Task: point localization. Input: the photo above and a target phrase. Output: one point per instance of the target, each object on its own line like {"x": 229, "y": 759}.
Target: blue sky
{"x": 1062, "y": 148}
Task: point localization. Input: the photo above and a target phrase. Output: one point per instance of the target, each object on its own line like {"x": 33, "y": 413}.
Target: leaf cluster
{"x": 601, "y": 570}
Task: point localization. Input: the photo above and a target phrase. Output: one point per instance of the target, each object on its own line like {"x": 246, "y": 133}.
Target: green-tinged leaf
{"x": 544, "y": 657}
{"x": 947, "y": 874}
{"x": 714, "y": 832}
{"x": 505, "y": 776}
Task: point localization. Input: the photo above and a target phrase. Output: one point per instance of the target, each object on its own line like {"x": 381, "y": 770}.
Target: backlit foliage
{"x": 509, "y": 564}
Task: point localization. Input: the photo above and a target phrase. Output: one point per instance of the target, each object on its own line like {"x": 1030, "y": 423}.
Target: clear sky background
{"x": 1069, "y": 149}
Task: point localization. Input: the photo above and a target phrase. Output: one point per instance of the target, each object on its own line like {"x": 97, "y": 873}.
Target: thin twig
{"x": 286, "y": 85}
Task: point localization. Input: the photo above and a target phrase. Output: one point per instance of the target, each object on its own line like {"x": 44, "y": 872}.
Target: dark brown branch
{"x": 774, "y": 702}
────────
## Exercise instructions
Transcribe every entry verbatim.

## Written solution
Task: point localization. Input: the photo above and a target phrase. Output: one point per instance of the target, each object on its own line like {"x": 229, "y": 759}.
Target: blue sky
{"x": 1062, "y": 148}
Task: point localization. Input: the photo above and a target phrase. Output: one point per instance of the target, each object on its own line like {"x": 33, "y": 413}.
Target: leaf cluster
{"x": 601, "y": 570}
Task: point localization. Input: the photo above and a target phrase. Output: one point per instance of the target, each object on its own line like {"x": 246, "y": 133}.
Target: green-tinged leaf
{"x": 544, "y": 657}
{"x": 947, "y": 874}
{"x": 714, "y": 832}
{"x": 505, "y": 776}
Task: point localization. Input: the photo above and a target phrase. Output: one point per instance of the target, each object on its own line like {"x": 381, "y": 770}.
Target: backlit foliage
{"x": 509, "y": 564}
Task: point localization. Input: the photo above and a target phrase. Output: one point per instance of the target, each object on its own line like {"x": 1030, "y": 423}.
Target: clear sky background
{"x": 1069, "y": 149}
Task: point localization. Input: the photo above and a target phrase. Output: one point per instance of the target, each object on its own line like {"x": 97, "y": 873}.
Target: thin twig
{"x": 286, "y": 85}
Task: point localization. Input: the photo above and a target phrase. Output: one point per instance of the target, each object on its own line like {"x": 44, "y": 872}.
Target: dark brown branch
{"x": 774, "y": 702}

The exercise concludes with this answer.